### DATA ROWS
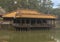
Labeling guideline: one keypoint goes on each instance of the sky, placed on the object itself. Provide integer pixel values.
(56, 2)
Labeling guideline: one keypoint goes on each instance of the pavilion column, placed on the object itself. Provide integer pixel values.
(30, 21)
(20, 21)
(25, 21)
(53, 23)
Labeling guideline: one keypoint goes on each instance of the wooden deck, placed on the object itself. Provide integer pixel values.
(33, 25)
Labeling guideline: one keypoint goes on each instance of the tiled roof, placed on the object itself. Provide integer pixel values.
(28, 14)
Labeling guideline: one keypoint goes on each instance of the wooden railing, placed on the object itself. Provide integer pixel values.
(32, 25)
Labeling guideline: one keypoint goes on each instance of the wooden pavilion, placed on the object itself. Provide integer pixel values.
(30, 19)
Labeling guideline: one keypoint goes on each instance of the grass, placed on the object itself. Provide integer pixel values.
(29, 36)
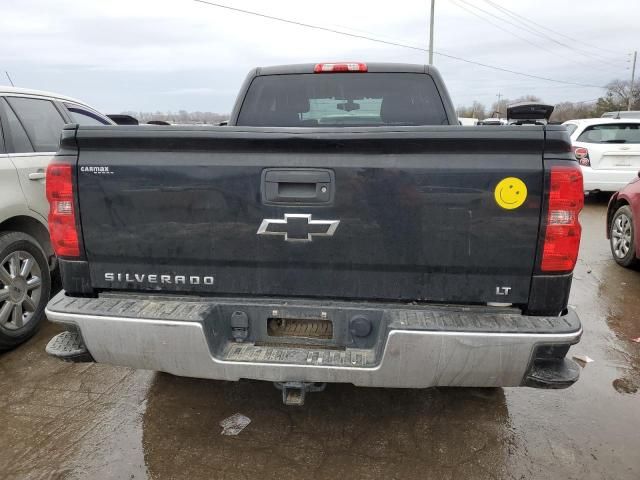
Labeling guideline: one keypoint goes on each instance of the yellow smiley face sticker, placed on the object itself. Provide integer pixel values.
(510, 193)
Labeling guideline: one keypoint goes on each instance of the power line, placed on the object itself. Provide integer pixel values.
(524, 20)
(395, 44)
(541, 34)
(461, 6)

### WORK TO BE COMPLETED
Change "instance" to "occurrence" in the rows starting at the line that contains "wooden railing, placed" and ending at the end of the rows, leaving everything else unchanged. Omit the pictures from your answer.

### OUTPUT OF THE EXERCISE
Labeling guideline: one keypoint goes on each occurrence of the wooden railing, placed on the object itself. Provide integer pixel values.
(32, 25)
Labeling guideline: one keypoint goes on each occurrence of the wooden pavilion, placed on the object itself. Provide integer pixel values.
(30, 19)
Labeling guideline: one keypoint goes on each occurrence of the grass, placed on the object itself. Provide integer pixel values.
(29, 36)
Labeling guideline: one keypoint goes on each occurrence of the yellow smiley face sticker, placed on the object itself. Provide integer pixel values.
(510, 193)
Labeling guideline: one keypoint goes on each occurrence of the power line, placed on the object itself. Provide integer pixel values.
(524, 20)
(395, 44)
(541, 34)
(461, 6)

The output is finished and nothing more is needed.